Add 53 to every coordinate in the answer points of the entries, starting at the line containing "# test: locate the woman" and ending at the last line of the entries. Write all of those lines out again with the sample bodies unchanged.

======== DATA TO PROCESS ========

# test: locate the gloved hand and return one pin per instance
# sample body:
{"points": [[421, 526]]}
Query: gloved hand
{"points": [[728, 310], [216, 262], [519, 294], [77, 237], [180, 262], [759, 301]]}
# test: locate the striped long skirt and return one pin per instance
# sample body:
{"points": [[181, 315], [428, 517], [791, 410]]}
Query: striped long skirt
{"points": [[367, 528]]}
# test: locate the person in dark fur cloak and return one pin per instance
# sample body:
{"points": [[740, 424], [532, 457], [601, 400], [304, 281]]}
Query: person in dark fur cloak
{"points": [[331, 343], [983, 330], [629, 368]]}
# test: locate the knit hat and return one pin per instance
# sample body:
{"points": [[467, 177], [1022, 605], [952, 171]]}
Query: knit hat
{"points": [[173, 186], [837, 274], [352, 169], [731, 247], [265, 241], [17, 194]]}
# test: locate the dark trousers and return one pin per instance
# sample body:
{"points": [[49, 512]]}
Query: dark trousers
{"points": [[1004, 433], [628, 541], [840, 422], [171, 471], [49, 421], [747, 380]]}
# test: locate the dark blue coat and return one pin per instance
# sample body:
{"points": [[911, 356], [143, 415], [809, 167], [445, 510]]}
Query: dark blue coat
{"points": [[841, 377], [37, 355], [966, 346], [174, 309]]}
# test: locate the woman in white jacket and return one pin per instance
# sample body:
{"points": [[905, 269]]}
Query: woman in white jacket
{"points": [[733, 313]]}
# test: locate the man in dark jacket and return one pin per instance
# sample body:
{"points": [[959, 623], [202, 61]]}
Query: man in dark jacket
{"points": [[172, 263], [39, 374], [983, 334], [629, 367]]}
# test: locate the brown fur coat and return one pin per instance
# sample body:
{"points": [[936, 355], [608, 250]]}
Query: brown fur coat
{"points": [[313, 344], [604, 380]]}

========

SOLVED PROBLEM:
# test: locate the woman in white jacket and return one pin per instance
# sample body:
{"points": [[905, 269]]}
Query: woman in white jacket
{"points": [[786, 366]]}
# test: locate the man in dark jacket and return one pin per instance
# sample body:
{"points": [[959, 623], [202, 61]]}
Query: man in dark jacket
{"points": [[225, 316], [92, 427], [1036, 387], [682, 420]]}
# test: locate the brown fur coat and return one pin per instance
# sample body:
{"points": [[936, 355], [608, 250]]}
Query: brown fur coat
{"points": [[366, 397], [657, 433]]}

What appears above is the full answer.